◆ **Exercises to complete**
(1) In the news report on the IAEA chief's trip to Tehran, who will be Amano's chief negotiating partner there?
(2) Write the next few paragraphs of the news report on the IAEA chief's trip to Tehran, starting after its final sentence.

--- Passage for review ---

VIENNA — The head of the U.N. nuclear agency flew to Tehran on Sunday on a delicate mission that — if successful — could finally lift the veil on whether Iran is seeking atomic arms while strengthening the Islamic Republic's negotiating hand in crucial nuclear talks with six world powers later in the week.
The trip by International Atomic Energy Agency chief Yukiya Amano is focused on getting agreement from Iran to terms that will allow the agency to resume probing whether Tehran secretly worked on nuclear arms.
Even if that happens, Western diplomats have expressed skepticism that Iran will honor a deal. But with both Iran and the IAEA reporting progress in a previous round last week, anticipation was high as Amano prepared to board his flight to Tehran.
While expressing some optimism, Amano said he could not predict whether he would clinch a deal that would allow his agency to renew its long-stalled probe.
"Nothing is certain in life, in diplomacy," he told reporters at Vienna's airport. "But there has been good progress.
"I really think this is the right time to reach agreement."
The one-day trip is significant both for what it can achieve in terms of probing Iran's secretive nuclear program and as a mood-setter for talks Wednesday in Baghdad between Iran and the United States, Russia, China, Britain, France and Germany.
The latter six nations are in the forefront of trying to persuade Tehran to curb its nuclear program and ease concerns it wants to use it to make nuclear weapons.
Iran will seek to stay looming U.S. and European Union sanctions on its oil exports at the Baghdad talks.
The six in turn will attempt to get Iran to commit to stop enriching uranium to a level that can be turned quickly into the fissile core of nuclear warheads, while ignoring — for now— its program of lower enrichment, which would take longer to turn toward weapons-making.
Iran insists it is enriching uranium only to produce nuclear fuel. It denies that it worked secretly on developing components of a nuclear arms program, despite what the IAEA describes as credible intelligence and other evidence that it hid work "specific to nuclear weapons."
Amano's visit and the talks in Baghdad are thus separate but indirectly related — a point that Amano touched on as well, saying he hoped they "will give (a) positive good impact (on) each other. His chief negotiating partner in Tehran will be Saeed Jalili, the head of Iran's nuclear agency, who will also lead his country's delegation to the Baghdad talks.

--- Data records ---

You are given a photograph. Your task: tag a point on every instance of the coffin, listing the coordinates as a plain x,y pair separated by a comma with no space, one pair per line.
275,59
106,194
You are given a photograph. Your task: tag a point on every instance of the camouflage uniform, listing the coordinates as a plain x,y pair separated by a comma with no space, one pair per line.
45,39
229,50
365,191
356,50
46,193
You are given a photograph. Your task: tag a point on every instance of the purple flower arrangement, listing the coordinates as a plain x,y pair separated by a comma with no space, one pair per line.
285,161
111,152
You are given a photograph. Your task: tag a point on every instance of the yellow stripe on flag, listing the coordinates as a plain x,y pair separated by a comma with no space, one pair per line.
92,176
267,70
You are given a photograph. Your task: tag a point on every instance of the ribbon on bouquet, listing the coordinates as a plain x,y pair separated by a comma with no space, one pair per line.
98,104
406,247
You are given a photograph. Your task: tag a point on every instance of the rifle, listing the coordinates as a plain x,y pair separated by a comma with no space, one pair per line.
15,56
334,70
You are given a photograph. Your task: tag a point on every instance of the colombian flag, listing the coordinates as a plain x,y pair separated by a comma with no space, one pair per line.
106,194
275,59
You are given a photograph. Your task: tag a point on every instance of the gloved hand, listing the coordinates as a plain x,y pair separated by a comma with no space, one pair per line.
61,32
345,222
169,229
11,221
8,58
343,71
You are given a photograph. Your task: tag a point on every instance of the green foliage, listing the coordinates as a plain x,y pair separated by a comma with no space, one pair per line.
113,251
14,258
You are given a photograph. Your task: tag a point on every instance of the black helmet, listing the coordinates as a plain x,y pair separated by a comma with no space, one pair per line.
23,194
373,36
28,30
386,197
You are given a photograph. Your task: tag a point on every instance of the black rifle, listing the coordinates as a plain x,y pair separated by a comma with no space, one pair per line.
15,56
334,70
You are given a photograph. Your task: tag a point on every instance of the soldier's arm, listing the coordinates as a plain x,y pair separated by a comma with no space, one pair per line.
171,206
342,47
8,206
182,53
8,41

---

◆ **Responses by task**
(1) Saeed Jalili, the head of Iran's nuclear agency.

(2)
Western diplomats following the IAEA's work are skeptical that Iran would honor the terms of any deal suddenly allowing the IAEA access to sites, people and documents it seeks in its probe, pointing out that Tehran has stonewalled the agency's efforts since 2007. They say Tehran is seeking to make points ahead of the Baghdad talks, where it would refer to any deal with the IAEA as a sign of its good will and demand that the upcoming sanctions on Iranian oil be suspended.
Diplomats told The Associated Press ahead of the Baghdad talks that there is agreement among the six powers not to give in to such demands. G-8 leaders last week set the stage for a united release of world oil reserves to balance any disruption in world markets when those tough new sanctions are imposed. President Barack Obama said world powers "are unified in our approach to Iran."
Still, an Iran-IAEA deal could reopen fissures among the six, with Russia and China — traditional opponents of tough anti-Iran sanctions — demanding that the oil penalties be held up to reward the Islamic Republic's approval of a deal with the IAEA.
Russian Deputy Foreign Minister Sergei Ryabkov said the Baghdad talks should already focus on lifting of sanctions if Iran shows signs of compromise, in comments reported Sunday by the Itar-Tass news agency.
"Russia denies the efficiency of sanctions against Iran; it thinks that the sanctions are driving the problem into an impasse," he was quoted as saying. "Yet bearing in mind the adherence of Western partners to sanctions, I think they should think about the time when the sanctions may be suspended and lifted."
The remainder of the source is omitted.